*Set task*
Can you transcribe every record below exactly as it appears?

======== Records for this exercise

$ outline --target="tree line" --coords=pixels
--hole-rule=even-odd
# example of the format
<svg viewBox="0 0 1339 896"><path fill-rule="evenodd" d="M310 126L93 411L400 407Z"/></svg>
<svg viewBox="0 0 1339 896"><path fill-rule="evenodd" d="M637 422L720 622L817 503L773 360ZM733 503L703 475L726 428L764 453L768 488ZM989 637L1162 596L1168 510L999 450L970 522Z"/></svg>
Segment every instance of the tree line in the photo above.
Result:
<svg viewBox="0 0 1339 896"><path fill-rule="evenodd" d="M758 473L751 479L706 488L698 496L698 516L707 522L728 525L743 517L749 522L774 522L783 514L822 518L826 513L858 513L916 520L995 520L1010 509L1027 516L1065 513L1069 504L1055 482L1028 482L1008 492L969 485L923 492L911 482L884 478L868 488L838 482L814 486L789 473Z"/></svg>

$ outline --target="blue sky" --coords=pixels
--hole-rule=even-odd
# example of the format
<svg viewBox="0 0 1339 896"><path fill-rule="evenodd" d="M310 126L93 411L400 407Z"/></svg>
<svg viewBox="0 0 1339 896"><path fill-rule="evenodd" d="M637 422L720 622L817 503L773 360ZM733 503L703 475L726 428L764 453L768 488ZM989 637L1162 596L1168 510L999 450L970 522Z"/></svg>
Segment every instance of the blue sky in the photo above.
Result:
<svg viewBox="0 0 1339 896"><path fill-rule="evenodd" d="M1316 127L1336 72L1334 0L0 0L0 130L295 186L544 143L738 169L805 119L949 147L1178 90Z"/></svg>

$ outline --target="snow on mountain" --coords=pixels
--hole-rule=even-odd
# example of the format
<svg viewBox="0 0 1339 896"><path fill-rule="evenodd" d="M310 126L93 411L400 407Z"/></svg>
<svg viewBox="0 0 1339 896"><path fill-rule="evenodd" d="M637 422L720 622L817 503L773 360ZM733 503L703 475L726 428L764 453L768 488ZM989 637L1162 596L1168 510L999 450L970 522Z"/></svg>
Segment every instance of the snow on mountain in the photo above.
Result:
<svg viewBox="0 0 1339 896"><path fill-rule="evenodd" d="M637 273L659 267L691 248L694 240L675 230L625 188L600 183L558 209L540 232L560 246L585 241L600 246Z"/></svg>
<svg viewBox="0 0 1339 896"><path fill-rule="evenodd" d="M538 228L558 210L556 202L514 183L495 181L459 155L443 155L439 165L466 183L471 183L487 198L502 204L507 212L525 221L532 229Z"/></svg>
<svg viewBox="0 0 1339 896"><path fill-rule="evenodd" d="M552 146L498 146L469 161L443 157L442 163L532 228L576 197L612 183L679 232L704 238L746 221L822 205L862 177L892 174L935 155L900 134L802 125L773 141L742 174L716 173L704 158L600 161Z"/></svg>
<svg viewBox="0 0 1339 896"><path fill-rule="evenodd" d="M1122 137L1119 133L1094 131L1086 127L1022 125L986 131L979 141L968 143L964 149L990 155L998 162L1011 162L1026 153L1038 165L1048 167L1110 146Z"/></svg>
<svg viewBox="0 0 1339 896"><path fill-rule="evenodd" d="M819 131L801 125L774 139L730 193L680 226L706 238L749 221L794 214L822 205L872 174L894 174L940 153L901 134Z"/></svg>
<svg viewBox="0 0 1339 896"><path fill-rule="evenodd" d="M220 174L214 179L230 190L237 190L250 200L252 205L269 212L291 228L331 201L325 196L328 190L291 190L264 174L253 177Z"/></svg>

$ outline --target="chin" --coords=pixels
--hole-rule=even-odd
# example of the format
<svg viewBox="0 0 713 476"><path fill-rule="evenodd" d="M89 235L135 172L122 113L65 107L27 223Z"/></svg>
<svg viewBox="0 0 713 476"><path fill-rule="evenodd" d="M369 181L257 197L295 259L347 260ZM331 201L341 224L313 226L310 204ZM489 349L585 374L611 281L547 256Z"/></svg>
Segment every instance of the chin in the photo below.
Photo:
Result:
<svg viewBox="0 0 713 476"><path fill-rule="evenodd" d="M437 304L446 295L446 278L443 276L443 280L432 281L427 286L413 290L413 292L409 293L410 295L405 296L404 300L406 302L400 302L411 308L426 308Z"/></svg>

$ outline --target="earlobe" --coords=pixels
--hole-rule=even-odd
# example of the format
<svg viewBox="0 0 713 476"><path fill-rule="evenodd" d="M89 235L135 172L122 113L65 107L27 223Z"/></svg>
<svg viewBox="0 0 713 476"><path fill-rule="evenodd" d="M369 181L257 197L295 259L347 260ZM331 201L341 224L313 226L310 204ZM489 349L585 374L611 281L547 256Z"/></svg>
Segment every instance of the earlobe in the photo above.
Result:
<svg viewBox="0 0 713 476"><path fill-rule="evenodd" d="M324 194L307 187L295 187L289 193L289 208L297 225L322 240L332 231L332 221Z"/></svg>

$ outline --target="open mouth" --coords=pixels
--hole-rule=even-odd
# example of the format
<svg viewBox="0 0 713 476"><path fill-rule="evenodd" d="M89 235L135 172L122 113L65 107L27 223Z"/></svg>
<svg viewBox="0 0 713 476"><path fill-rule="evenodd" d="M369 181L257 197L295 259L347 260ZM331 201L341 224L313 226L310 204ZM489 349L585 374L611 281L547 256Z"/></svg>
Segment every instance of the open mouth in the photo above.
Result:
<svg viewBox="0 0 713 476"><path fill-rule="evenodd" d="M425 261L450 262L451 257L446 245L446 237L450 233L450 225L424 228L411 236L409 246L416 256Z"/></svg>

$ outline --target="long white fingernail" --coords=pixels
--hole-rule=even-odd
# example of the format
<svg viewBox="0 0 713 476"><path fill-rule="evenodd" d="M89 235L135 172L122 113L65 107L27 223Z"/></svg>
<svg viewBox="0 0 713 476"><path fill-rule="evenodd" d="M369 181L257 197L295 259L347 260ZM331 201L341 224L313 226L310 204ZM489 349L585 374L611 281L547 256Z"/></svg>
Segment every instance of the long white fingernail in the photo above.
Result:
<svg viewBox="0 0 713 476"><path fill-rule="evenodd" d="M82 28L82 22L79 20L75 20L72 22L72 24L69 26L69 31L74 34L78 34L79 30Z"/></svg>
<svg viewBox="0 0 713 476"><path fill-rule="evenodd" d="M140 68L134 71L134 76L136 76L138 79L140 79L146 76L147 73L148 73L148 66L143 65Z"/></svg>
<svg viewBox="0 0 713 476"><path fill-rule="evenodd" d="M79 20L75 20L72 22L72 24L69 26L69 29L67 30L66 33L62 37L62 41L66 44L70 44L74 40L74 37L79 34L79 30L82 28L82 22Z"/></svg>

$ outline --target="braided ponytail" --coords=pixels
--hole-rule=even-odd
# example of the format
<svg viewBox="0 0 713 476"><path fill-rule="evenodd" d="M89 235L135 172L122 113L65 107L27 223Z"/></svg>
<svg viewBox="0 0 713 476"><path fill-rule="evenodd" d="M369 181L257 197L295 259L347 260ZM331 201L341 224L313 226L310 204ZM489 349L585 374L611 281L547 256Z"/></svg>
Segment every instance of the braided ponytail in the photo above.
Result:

================

*Completed exercise*
$ outline --target="tree line" --coords=pixels
--hole-rule=even-odd
# example of the format
<svg viewBox="0 0 1339 896"><path fill-rule="evenodd" d="M310 126L93 411L400 407Z"/></svg>
<svg viewBox="0 0 1339 896"><path fill-rule="evenodd" d="M637 422L720 622L817 503L773 360ZM733 503L703 475L726 428L764 453L768 488ZM989 637L1162 596L1168 510L999 450L970 522Z"/></svg>
Segment every instance of the tree line in the photo above.
Result:
<svg viewBox="0 0 1339 896"><path fill-rule="evenodd" d="M758 473L751 479L706 488L698 496L698 516L707 522L728 525L743 517L749 522L774 522L783 514L822 518L826 513L858 513L916 520L995 520L1010 509L1027 516L1065 513L1069 504L1055 482L1028 482L1008 492L969 485L923 492L911 482L884 478L868 488L838 482L814 486L789 473Z"/></svg>

$ outline --target="blue sky" --coords=pixels
--hole-rule=even-odd
# example of the format
<svg viewBox="0 0 1339 896"><path fill-rule="evenodd" d="M310 126L93 411L400 407Z"/></svg>
<svg viewBox="0 0 1339 896"><path fill-rule="evenodd" d="M637 422L720 622L817 503L773 360ZM733 503L703 475L726 428L764 453L768 488ZM989 637L1162 596L1168 510L999 450L970 522Z"/></svg>
Segment every instance of the blue sky in the photo above.
Result:
<svg viewBox="0 0 1339 896"><path fill-rule="evenodd" d="M1316 127L1336 72L1334 0L0 0L0 130L295 186L544 143L738 169L805 119L949 147L1178 90Z"/></svg>

$ outline --target="snow on mountain" --coords=pixels
--hole-rule=even-odd
# example of the format
<svg viewBox="0 0 1339 896"><path fill-rule="evenodd" d="M310 126L93 411L400 407Z"/></svg>
<svg viewBox="0 0 1339 896"><path fill-rule="evenodd" d="M637 422L720 622L817 503L773 360ZM733 503L703 475L726 428L764 453L768 488ZM989 637L1162 596L1168 510L999 450L970 522Z"/></svg>
Segment every instance of the snow on mountain in the photo above.
Result:
<svg viewBox="0 0 1339 896"><path fill-rule="evenodd" d="M637 273L659 267L691 248L694 240L675 230L625 188L600 183L558 209L540 232L560 246L585 241L600 246Z"/></svg>
<svg viewBox="0 0 1339 896"><path fill-rule="evenodd" d="M538 228L558 210L556 202L514 183L495 181L459 155L443 155L439 165L466 183L471 183L487 198L502 204L507 212L525 221L532 229Z"/></svg>
<svg viewBox="0 0 1339 896"><path fill-rule="evenodd" d="M552 146L498 146L469 161L443 157L442 163L532 228L576 197L612 183L679 232L704 238L746 221L822 205L862 177L892 174L935 155L900 134L802 125L773 141L742 174L716 173L704 158L600 161Z"/></svg>
<svg viewBox="0 0 1339 896"><path fill-rule="evenodd" d="M1122 137L1119 133L1094 131L1086 127L1022 125L986 131L979 141L968 143L964 149L990 155L998 162L1011 162L1026 153L1038 165L1048 167L1110 146Z"/></svg>
<svg viewBox="0 0 1339 896"><path fill-rule="evenodd" d="M819 131L801 125L774 139L730 193L680 226L706 238L749 221L794 214L822 205L872 174L894 174L940 153L901 134Z"/></svg>
<svg viewBox="0 0 1339 896"><path fill-rule="evenodd" d="M220 174L214 179L230 190L237 190L250 200L252 205L269 212L291 228L331 201L325 196L328 190L291 190L264 174L253 177Z"/></svg>

$ outline --target="chin" --coords=pixels
--hole-rule=even-odd
# example of the format
<svg viewBox="0 0 713 476"><path fill-rule="evenodd" d="M89 235L135 172L122 113L65 107L27 223Z"/></svg>
<svg viewBox="0 0 713 476"><path fill-rule="evenodd" d="M369 181L257 197L295 259L347 260ZM331 201L341 224L313 226L310 204ZM489 349L585 374L611 281L547 256Z"/></svg>
Segment every instance of the chin in the photo below.
Photo:
Result:
<svg viewBox="0 0 713 476"><path fill-rule="evenodd" d="M437 304L446 295L446 278L443 276L443 280L432 281L427 286L413 290L413 292L409 293L410 295L405 296L404 300L406 302L400 302L411 308L426 308Z"/></svg>

$ outline --target="earlobe" --coords=pixels
--hole-rule=even-odd
# example of the format
<svg viewBox="0 0 713 476"><path fill-rule="evenodd" d="M89 235L135 172L122 113L65 107L27 223Z"/></svg>
<svg viewBox="0 0 713 476"><path fill-rule="evenodd" d="M369 181L257 197L295 259L347 260ZM331 201L341 224L313 226L310 204ZM489 349L585 374L611 281L547 256Z"/></svg>
Segment every instance of the earlobe in the photo above.
Result:
<svg viewBox="0 0 713 476"><path fill-rule="evenodd" d="M324 194L307 187L295 187L289 193L289 208L297 225L322 240L332 231L332 221Z"/></svg>

$ outline --target="open mouth" --coords=pixels
--hole-rule=even-odd
# example of the format
<svg viewBox="0 0 713 476"><path fill-rule="evenodd" d="M89 235L135 172L122 113L65 107L27 223Z"/></svg>
<svg viewBox="0 0 713 476"><path fill-rule="evenodd" d="M369 181L257 197L295 259L347 260ZM331 201L341 224L313 226L310 204ZM489 349L585 374L611 281L547 256Z"/></svg>
Segment every instance of the open mouth in the photo above.
Result:
<svg viewBox="0 0 713 476"><path fill-rule="evenodd" d="M425 261L450 262L451 257L446 245L446 237L450 233L450 225L424 228L411 236L409 246L416 256Z"/></svg>

$ outline --target="long white fingernail" --coords=pixels
--hole-rule=even-odd
# example of the format
<svg viewBox="0 0 713 476"><path fill-rule="evenodd" d="M89 235L135 172L122 113L65 107L27 223Z"/></svg>
<svg viewBox="0 0 713 476"><path fill-rule="evenodd" d="M369 181L257 197L295 259L347 260ZM331 201L341 224L313 226L310 204ZM489 349L585 374L611 281L547 256Z"/></svg>
Segment every instance of the long white fingernail in the photo above.
Result:
<svg viewBox="0 0 713 476"><path fill-rule="evenodd" d="M82 28L82 22L79 20L75 20L72 22L72 24L69 26L69 31L74 34L78 34L79 30Z"/></svg>
<svg viewBox="0 0 713 476"><path fill-rule="evenodd" d="M140 68L134 71L134 76L136 76L138 79L140 79L146 76L147 73L148 73L148 66L143 65Z"/></svg>
<svg viewBox="0 0 713 476"><path fill-rule="evenodd" d="M79 20L75 20L72 22L72 24L69 26L69 29L67 30L66 33L62 37L62 41L66 44L70 44L74 40L74 37L79 34L79 30L82 28L82 22Z"/></svg>

$ outline --target="braided ponytail" --coords=pixels
--hole-rule=even-odd
# example of the format
<svg viewBox="0 0 713 476"><path fill-rule="evenodd" d="M89 235L135 172L122 113L65 107L27 223Z"/></svg>
<svg viewBox="0 0 713 476"><path fill-rule="evenodd" d="M369 181L257 197L295 259L347 260ZM331 201L341 224L313 226L310 204ZM489 349L585 374L611 281L547 256Z"/></svg>
Segment every instance of the braided ponytail in the photo above.
Result:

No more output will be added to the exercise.